Dataset rows showing where objects appear
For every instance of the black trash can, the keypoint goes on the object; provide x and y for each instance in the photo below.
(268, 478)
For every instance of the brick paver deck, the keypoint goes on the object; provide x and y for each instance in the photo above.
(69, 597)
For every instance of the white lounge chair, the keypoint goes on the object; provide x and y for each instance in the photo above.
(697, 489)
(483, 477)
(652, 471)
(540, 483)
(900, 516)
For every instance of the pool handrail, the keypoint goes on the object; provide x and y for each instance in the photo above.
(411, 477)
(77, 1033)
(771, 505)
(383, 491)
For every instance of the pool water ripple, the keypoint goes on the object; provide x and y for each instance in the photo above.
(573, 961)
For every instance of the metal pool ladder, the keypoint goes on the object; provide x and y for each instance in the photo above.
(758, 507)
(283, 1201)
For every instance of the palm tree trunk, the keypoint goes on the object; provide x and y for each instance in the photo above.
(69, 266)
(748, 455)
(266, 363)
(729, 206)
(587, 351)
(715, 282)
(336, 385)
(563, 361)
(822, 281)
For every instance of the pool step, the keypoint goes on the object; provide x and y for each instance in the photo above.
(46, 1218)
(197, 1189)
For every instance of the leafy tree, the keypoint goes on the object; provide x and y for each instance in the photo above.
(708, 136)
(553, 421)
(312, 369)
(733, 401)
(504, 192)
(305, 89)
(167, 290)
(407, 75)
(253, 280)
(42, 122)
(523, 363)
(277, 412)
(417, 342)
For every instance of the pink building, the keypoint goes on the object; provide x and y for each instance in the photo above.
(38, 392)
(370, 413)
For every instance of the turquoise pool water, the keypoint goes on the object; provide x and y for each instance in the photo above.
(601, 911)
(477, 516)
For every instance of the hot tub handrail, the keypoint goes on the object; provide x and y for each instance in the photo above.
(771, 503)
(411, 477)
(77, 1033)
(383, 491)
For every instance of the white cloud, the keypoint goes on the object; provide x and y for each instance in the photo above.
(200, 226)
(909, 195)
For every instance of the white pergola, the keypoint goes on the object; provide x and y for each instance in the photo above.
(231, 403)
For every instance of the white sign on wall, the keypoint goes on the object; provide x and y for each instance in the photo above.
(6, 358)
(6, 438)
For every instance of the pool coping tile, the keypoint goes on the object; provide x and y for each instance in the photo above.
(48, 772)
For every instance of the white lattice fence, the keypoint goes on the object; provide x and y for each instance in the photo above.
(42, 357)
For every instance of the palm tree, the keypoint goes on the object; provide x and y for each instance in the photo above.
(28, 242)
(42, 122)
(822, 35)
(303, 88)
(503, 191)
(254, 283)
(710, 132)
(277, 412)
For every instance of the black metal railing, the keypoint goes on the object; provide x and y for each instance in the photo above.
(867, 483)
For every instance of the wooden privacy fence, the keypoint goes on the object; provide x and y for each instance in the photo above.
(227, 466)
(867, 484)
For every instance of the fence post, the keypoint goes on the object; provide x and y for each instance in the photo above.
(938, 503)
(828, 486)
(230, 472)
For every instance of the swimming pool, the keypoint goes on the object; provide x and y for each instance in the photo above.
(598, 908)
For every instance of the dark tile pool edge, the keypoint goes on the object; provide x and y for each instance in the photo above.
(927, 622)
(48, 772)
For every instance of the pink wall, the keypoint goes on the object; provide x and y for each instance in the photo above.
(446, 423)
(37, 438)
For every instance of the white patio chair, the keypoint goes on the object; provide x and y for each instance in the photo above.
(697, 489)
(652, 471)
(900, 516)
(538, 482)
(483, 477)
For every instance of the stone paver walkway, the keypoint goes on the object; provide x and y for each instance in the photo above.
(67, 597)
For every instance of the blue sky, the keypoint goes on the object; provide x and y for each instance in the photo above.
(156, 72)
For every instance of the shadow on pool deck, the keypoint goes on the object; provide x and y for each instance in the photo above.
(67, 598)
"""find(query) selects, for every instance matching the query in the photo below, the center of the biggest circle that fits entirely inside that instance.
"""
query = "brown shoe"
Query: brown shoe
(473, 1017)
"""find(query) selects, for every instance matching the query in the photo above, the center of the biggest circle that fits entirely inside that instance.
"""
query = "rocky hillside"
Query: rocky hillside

» **WHAT TO DO**: Copy the entries above word for word, starting at the very first line and ending with the line that contains "(197, 1189)", including both of those lines.

» **OUTPUT OF THE TASK**:
For every instance of the black trash can, the keypoint goes on the object; provide x and y for each instance in the photo below.
(268, 478)
For every instance of the brick paver deck, the keypoint goes on the object; provide x and y for each instance in the photo above.
(69, 597)
For every instance of the white lounge chair, the keypoint goes on the object; provide x and y for each instance in the photo above.
(697, 489)
(483, 477)
(652, 471)
(540, 483)
(900, 516)
For every instance of the pool handrail, the keypoint goes on the object; provide x and y for each instance in the photo above.
(411, 477)
(77, 1033)
(771, 505)
(383, 491)
For every instance of the pool water ripple, the keypoint goes on the object; provide x and y for each instance in the photo above.
(573, 961)
For every instance of the metal pool ladder, the keypoint goes on the object; provide x and y for each instance in the photo above.
(758, 507)
(283, 1201)
For every instance of the palm tree trunk, the keypoint goes on the object; provide x and y for each instance in the photo above.
(69, 266)
(748, 455)
(266, 363)
(729, 206)
(587, 351)
(715, 282)
(336, 385)
(563, 361)
(822, 281)
For every instance of the pool step, the keypoint goes on the object; provide x and y for each instance in the photo above.
(46, 1218)
(197, 1189)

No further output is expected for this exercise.